Please give back only the lines below from the one containing "Note for the class: annotate every instance of the flat" to the one containing "Note for the class: annotate every instance of the distant", each repeated word for word, both ends included.

=== Exercise inputs ===

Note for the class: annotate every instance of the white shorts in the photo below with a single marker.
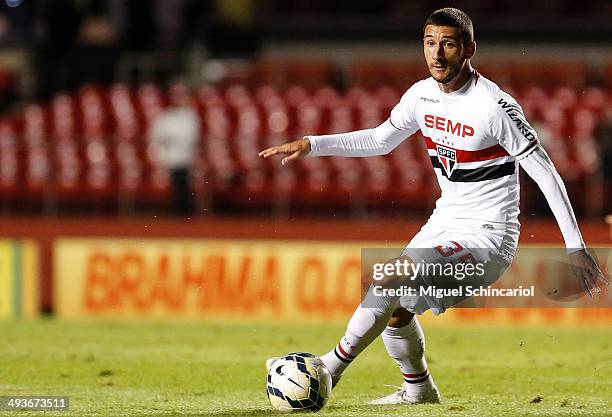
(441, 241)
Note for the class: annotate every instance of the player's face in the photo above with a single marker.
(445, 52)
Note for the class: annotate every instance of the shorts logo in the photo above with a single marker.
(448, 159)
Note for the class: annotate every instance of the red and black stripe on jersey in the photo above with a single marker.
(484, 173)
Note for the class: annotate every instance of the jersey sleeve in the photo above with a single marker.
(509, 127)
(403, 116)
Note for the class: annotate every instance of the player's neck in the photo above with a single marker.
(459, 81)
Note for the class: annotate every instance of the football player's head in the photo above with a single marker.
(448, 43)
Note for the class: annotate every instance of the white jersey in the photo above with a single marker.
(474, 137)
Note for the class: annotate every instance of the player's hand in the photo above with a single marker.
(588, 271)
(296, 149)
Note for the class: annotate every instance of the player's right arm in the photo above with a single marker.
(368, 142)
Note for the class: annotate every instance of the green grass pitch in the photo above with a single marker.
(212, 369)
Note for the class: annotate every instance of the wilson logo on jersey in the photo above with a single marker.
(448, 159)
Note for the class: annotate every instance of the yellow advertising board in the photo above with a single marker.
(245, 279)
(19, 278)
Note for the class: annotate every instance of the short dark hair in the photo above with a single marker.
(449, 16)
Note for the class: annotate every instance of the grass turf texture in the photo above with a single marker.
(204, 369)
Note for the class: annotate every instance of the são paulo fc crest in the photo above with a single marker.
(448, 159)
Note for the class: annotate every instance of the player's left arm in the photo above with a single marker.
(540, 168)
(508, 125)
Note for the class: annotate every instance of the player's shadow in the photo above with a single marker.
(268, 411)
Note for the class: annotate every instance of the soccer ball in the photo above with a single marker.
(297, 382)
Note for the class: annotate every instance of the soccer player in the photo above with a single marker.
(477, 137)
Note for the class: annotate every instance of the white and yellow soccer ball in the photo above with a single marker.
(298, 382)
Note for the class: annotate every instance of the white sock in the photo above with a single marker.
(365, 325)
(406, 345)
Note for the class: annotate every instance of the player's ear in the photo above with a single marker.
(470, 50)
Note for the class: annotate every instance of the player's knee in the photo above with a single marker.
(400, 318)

===
=== Exercise inputs ===

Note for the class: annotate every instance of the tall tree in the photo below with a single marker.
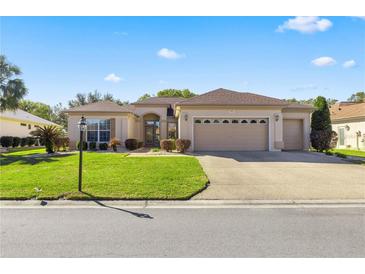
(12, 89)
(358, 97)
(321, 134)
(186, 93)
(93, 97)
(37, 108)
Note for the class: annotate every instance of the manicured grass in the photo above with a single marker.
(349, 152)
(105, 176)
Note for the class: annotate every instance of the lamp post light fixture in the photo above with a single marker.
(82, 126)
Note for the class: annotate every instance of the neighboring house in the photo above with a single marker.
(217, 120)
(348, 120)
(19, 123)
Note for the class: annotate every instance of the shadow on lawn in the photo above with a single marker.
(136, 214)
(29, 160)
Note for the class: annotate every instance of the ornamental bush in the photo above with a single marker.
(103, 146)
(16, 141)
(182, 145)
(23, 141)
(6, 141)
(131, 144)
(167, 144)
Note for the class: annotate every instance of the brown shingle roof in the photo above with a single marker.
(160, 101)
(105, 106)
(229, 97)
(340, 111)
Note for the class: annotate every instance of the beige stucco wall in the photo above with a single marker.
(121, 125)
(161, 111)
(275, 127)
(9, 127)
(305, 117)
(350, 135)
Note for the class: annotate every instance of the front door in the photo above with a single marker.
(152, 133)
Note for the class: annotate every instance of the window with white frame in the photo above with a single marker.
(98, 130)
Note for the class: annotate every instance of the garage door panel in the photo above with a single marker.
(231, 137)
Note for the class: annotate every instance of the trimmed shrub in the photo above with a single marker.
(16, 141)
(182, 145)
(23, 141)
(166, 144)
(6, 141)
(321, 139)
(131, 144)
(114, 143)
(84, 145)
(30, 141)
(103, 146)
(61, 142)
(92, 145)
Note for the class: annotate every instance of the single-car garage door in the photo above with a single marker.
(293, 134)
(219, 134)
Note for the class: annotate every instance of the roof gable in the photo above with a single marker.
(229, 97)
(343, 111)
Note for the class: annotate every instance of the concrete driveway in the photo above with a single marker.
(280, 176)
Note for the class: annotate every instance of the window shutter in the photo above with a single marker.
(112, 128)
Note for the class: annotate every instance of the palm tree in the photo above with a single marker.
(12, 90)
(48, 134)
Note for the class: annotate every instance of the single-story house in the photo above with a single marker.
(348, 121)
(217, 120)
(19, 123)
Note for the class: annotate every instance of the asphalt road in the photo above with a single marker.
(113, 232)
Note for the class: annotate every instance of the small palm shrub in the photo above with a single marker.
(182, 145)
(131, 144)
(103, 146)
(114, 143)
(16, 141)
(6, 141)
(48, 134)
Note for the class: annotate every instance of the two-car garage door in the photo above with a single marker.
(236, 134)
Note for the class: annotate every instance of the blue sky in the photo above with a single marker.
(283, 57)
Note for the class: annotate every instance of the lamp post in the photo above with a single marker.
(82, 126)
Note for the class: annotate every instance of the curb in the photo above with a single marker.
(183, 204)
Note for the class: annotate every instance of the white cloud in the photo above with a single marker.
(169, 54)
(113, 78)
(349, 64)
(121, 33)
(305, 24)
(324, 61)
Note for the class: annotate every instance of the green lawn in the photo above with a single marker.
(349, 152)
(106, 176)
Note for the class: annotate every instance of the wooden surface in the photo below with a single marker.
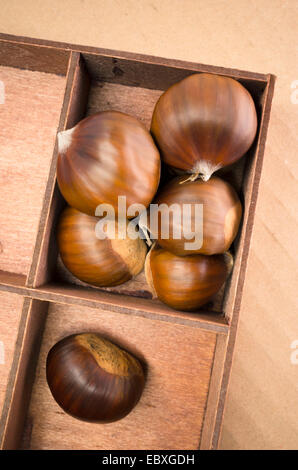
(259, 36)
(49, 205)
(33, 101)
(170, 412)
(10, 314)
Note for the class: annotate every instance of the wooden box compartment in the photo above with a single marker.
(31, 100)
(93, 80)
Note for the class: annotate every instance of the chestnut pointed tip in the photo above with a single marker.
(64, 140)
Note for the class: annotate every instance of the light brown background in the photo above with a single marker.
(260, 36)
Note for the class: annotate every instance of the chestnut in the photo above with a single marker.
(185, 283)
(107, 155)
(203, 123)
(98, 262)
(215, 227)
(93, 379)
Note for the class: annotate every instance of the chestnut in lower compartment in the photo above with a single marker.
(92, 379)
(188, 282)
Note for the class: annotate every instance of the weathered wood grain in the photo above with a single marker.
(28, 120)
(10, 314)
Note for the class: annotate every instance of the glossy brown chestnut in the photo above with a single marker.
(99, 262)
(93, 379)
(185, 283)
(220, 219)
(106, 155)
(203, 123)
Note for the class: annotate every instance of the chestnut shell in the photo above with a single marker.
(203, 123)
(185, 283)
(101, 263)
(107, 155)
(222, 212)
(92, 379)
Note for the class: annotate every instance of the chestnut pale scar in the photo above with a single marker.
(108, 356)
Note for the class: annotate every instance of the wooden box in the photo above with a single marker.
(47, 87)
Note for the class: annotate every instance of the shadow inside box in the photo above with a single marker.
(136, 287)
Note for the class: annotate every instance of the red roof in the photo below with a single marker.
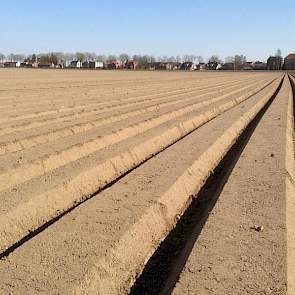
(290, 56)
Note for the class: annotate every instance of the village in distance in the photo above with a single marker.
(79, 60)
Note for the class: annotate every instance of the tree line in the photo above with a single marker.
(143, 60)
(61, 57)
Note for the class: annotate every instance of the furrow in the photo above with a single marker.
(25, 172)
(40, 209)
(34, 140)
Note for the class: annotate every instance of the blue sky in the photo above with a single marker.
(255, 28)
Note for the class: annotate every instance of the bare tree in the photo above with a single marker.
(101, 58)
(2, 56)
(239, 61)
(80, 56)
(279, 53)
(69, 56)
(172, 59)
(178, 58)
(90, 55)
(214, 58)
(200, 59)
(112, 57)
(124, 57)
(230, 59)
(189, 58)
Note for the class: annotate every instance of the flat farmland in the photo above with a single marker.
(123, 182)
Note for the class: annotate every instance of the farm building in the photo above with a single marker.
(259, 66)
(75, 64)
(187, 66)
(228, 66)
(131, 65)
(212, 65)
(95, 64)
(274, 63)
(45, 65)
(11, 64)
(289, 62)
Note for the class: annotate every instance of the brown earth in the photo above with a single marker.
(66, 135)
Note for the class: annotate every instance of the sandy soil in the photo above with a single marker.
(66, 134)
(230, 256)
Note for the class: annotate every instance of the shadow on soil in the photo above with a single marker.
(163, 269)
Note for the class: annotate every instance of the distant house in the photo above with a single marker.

===

* Task answer
Note for the class: annotate every instance of the flat farmland in the photo above with a single marker.
(123, 182)
Note for the class: annotate every instance of the farm building in the photo above with a single marker.
(259, 66)
(75, 64)
(187, 66)
(228, 66)
(131, 65)
(212, 65)
(95, 64)
(274, 63)
(45, 65)
(11, 64)
(289, 62)
Note for the class: annotate every instance of the brown earth in the photo above with a single marker.
(66, 135)
Note for the class: annotate every instance of the sandy soil in the photo above with a single marker.
(66, 134)
(230, 256)
Note for the class: annotate every instance of the shadow on soil in the photo above with a single marker.
(163, 269)
Note for the class: annotate every instance of the distant house in the photo above with a single marker.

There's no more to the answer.